• [CONSIGNE]
Recopiez mot pour mot un extrait de l'article ci-dessous sur Gérard Philipe, en commençant par « En mai 1948, vedettariat » et en allant jusqu'à « par J[ean]-M[arie] Coldefy. ».

1948 – "Le Miroir des Vedettes", un reflet partial de Gérard Philipe

En mai 1948, vedettariat oblige, c’est au tour de Gérard Philipe d’être l’objet d’une biographie « officielle » de la part du Miroir des Vedettes, un hors-série émanant de Radio Revue. Ce portrait est rédigé par J[ean]-M[arie] Coldefy.

Ce qui est intéressant, ce sont les qualificatifs quasi-« homériques » accolés en sous-titre de ces biographies. Ainsi, en 1948, Edith Piaf, qui inaugure la série avec le n°1, est une « cendrillon devenue vedette » ; Bourvil, fascicule n°2, un « comique paysan » ; pour Jean Marais, n°4, on s’interroge : « ange ou démon ? » ; Michèle Morgan, n°5, devient « une petite fille têtue » (!) ; Yves Montand, n°6, est présenté comme « un homme dans la grande cité » ; Danielle Darrieux, n°7, est « une drôle de gosse »… Si cette dernière précision fait allusion à la carrière précoce de « DD » et évidemment au film Quelle drôle de gosse de Léo Joannon, on peut s’interroger sur le choix de ces sous-titres qui orientent évidemment le récit.

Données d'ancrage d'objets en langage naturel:
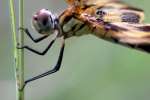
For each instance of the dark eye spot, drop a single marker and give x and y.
(44, 21)
(35, 18)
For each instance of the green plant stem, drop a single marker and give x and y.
(18, 54)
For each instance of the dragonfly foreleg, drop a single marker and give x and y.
(31, 37)
(55, 69)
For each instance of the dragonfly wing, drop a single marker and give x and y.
(133, 35)
(120, 12)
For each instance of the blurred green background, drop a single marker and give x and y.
(92, 69)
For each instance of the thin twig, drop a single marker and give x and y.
(18, 54)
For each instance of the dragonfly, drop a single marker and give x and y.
(111, 20)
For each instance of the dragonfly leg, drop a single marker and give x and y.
(38, 52)
(44, 51)
(55, 69)
(31, 37)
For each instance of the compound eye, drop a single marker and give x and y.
(45, 21)
(100, 12)
(35, 18)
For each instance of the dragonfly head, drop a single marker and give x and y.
(45, 22)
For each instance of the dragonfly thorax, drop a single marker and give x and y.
(45, 22)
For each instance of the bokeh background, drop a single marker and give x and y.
(92, 69)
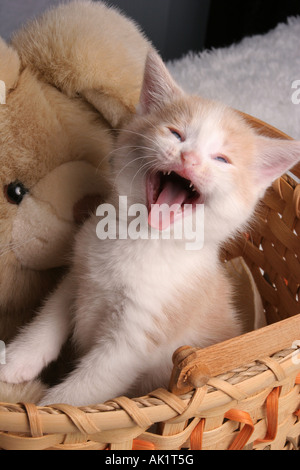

• [RÉSULTAT]
En mai 1948, vedettariat oblige, c’est au tour de Gérard Philipe d’être l’objet d’une biographie « officielle » de la part du Miroir des Vedettes, un hors-série émanant de Radio Revue. Ce portrait est rédigé par J[ean]-M[arie] Coldefy.